» What you have to do
Output the material below unchanged, apart from leaving out the pictures.

» Provided data
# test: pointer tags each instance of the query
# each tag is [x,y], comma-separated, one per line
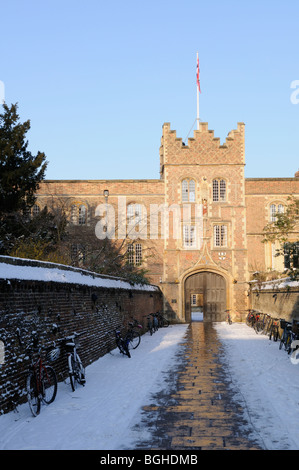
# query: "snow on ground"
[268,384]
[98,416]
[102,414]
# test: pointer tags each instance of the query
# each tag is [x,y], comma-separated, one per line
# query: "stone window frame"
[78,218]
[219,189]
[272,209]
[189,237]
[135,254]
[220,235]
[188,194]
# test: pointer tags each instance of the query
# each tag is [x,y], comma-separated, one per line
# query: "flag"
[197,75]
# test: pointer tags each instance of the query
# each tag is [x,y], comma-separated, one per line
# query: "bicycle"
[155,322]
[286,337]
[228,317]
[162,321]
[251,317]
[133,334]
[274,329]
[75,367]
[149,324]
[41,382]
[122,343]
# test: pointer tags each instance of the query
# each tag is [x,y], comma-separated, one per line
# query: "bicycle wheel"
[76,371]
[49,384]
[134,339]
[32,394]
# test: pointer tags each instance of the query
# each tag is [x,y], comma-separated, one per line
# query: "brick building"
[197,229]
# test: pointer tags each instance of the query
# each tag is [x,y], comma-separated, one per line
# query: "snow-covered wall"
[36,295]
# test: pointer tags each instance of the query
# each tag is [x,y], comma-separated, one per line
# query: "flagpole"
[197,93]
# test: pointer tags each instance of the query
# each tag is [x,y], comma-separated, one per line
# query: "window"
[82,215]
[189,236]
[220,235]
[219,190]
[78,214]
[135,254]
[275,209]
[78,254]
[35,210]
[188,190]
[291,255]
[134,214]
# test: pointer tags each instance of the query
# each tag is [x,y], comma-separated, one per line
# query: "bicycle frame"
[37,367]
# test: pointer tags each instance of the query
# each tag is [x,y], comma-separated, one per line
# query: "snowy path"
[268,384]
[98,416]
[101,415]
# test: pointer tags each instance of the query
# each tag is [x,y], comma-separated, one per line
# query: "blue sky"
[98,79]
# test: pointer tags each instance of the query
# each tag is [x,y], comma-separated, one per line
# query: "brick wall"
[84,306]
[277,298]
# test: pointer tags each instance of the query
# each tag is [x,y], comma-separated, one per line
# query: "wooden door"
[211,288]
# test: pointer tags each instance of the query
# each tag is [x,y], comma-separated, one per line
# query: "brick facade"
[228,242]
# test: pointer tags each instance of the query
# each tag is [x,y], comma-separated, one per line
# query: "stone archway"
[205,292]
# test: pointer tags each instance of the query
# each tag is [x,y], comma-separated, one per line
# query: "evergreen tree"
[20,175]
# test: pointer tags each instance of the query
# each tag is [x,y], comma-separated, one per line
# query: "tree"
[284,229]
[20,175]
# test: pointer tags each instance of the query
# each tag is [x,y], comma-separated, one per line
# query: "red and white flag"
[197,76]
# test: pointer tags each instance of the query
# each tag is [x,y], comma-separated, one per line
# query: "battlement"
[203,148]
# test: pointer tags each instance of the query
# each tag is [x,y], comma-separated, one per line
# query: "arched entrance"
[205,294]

» Worked solution
# test: pointer tags each instance of the query
# each tag is [x,y], comma-separated, one per line
# query: "snow on ground"
[268,384]
[98,416]
[102,414]
# test: pointer tags each instance of the query
# each tag is [x,y], comma-separated, one per line
# query: "stone window frame"
[78,218]
[219,189]
[272,209]
[189,237]
[135,254]
[220,235]
[188,194]
# test: pointer tags each instance of the query
# each tag is [x,y], comma-separated, one per line
# query: "flag"
[197,75]
# test: pointer tags each instance of the query
# each tag is [x,y], comma-separated, one per line
# query: "bicycle"
[155,322]
[286,337]
[228,317]
[162,321]
[251,317]
[133,334]
[274,329]
[75,367]
[149,324]
[41,382]
[122,343]
# test: pointer tags each instance of the query
# each tag is [x,y], comma-separated, one per line
# query: "bicycle wheel"
[76,371]
[49,384]
[134,339]
[32,394]
# test: pointer tags each instance of the query
# each tag is [x,y], comma-separated, one per line
# query: "brick building"
[197,229]
# test: pointer tags each instance of the query
# each tag is [x,y], comma-separated, one per line
# query: "snow-covered wall"
[36,295]
# test: pointer tags each instance of the query
# each tag is [x,y], comma-separated, one per line
# query: "flagpole"
[197,93]
# test: pointer tags each instance of the query
# each tag is [x,y], comma-separated, one per line
# query: "window"
[82,215]
[189,236]
[220,235]
[219,190]
[78,214]
[135,254]
[275,209]
[78,254]
[35,210]
[188,190]
[291,255]
[134,214]
# test: pointer tags each instance of the query
# each tag is [x,y], comma-separated, one per line
# query: "bicycle frame"
[37,367]
# test: pointer tags each instance of the query
# each tag is [x,y], comma-separated, one per line
# query: "snowy path"
[268,384]
[98,416]
[101,415]
# test: pointer tags each instance of the query
# each tag is [x,y], comma-separated, one per line
# query: "blue sky"
[98,79]
# test: pointer tags each instance of the query
# each tag is [x,y], comma-separated, one per line
# query: "brick wall"
[84,306]
[277,298]
# test: pointer tags each instance of the query
# each tag is [x,y], comma-separated, one per line
# query: "wooden door"
[211,288]
# test: pointer tags each instance of the query
# each tag is [x,y], comma-separated, one per line
# query: "brick facade"
[228,242]
# test: pointer tags each instance of the query
# each tag is [x,y], comma-separated, one per line
# query: "stone archway"
[205,292]
# test: pointer tags each instance of the query
# each tag is [x,y], comma-separated, one per line
# query: "evergreen tree"
[20,175]
# test: pointer tags each instance of the query
# each tag is [x,y], comma-separated, one per line
# query: "tree"
[284,229]
[20,175]
# test: pointer tags each instance of the query
# each tag is [x,y], comma-separated, one per line
# query: "red and white flag"
[197,76]
# test: pointer tags each instance of the query
# each tag is [x,y], comma-separated, one per line
# query: "battlement"
[203,148]
# test: pointer tags each instance of the query
# each tag is [x,y], comma-separated, one per line
# query: "arched entrance"
[205,294]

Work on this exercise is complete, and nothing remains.